:: Exercise brief ::
When you reach the records, transcribe all of them exactly.

#####

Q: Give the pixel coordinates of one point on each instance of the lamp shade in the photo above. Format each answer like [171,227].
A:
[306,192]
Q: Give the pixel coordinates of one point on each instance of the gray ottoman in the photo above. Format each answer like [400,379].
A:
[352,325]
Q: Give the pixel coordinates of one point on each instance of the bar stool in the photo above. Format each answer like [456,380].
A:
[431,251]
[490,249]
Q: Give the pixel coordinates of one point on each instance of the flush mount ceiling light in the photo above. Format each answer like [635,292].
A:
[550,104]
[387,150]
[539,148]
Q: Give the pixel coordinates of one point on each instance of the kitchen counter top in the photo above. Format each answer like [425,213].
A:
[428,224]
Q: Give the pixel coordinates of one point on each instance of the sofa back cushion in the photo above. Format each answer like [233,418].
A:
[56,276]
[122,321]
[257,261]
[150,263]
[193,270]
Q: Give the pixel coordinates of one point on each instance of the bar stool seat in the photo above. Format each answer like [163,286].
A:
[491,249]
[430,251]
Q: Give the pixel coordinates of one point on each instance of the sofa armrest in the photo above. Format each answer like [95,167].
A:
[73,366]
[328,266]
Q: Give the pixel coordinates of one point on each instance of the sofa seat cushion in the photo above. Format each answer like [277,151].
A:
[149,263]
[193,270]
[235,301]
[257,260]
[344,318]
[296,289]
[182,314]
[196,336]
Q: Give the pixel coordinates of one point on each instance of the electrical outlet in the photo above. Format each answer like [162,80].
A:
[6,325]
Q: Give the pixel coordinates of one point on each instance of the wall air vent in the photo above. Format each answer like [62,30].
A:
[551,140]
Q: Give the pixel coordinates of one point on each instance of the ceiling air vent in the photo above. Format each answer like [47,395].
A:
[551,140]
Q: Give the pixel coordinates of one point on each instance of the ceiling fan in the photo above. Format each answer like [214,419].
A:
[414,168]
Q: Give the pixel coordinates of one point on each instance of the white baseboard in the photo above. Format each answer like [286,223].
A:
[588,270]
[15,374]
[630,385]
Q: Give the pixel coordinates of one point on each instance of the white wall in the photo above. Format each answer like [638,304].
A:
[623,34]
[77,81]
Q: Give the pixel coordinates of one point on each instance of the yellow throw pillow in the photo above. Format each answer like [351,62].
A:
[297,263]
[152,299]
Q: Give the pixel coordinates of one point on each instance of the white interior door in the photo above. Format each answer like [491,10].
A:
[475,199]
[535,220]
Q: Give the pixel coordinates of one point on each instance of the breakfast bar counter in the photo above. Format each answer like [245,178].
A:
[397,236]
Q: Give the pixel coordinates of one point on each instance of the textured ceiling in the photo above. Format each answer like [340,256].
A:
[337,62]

#####

:: Exercise answer ::
Q: Give the pixel coordinates of one point on each instance of the lamp shade in the photo above. Format each answer like [171,227].
A:
[306,192]
Q: Give the pixel coordinates of one point on each instance of the gray ottoman in the photo above. Format each answer like [400,379].
A:
[352,325]
Q: Give the pixel coordinates of one point on each instance of the bar stool in the photo above. Format each answer like [456,380].
A:
[431,251]
[490,249]
Q: Give the pixel coordinates of one point on each instance of the flush mount ceiling light in the photo above. Format each answer like [635,292].
A:
[550,104]
[387,150]
[539,148]
Q: Give the pixel coordinates of one point on each instance of the kitchen counter top in the photo above. Format each answer like [425,213].
A:
[428,224]
Q: Give the pixel coordinates of one point on each instance of the sofa back cushion in the photo above. Format each answer like [233,418].
A:
[56,276]
[122,321]
[257,261]
[150,263]
[193,270]
Q: Give the pixel coordinates of one point on each instance of the bar stool seat in the photo above. Format each answer like [163,286].
A:
[491,249]
[430,251]
Q: Give the pixel coordinates of one point on each instance of the sofa armrest in the photo above. Format each answer like [95,167].
A:
[73,366]
[328,266]
Q: Give the pixel coordinates of one point on each instance of the sofa seat cushion in the photo above. Format each answer like [277,151].
A:
[149,263]
[193,270]
[235,301]
[257,260]
[344,318]
[296,289]
[182,314]
[196,336]
Q: Give the pixel coordinates of one point on each instance of the electrical outlet in the photo above. Format each answer like [162,80].
A:
[6,325]
Q: Give the pixel coordinates of one point on each instance of the wall air vent in the photo above. Format each answer like [62,30].
A:
[551,140]
Q: Give the pixel coordinates of one point on each instance of the ceiling air vent in the photo above. Format each answer like [47,395].
A:
[551,140]
Q: Give the pixel coordinates of one point on each instance of the ceiling fan in the photo above. Format each answer like [214,419].
A:
[414,168]
Q: Give the pixel coordinates of one point on each instance of the white baseboard in the photo above. Format each answer like [286,223].
A:
[588,270]
[15,374]
[630,385]
Q: Give the pixel coordinates of one point on each instance of the white wall in the photo above. Format each answer like [638,304].
A:
[623,34]
[77,81]
Q: Give the pixel coordinates of one point on each instance of the yellow throw pillow in the photo above. Format each answer like [351,62].
A:
[297,263]
[152,299]
Q: Give the pixel coordinates of one point on each instance of the white interior door in the photo above. Format each answer like [491,10].
A:
[475,199]
[535,220]
Q: Give the pixel coordinates of one point on each instance of the breakfast bar counter in the photo above. Format each answer like [245,178].
A:
[397,236]
Q: Give the pixel coordinates of one point on each instance of the textured ceiling in the photo above. Format each answer like [340,256].
A:
[337,62]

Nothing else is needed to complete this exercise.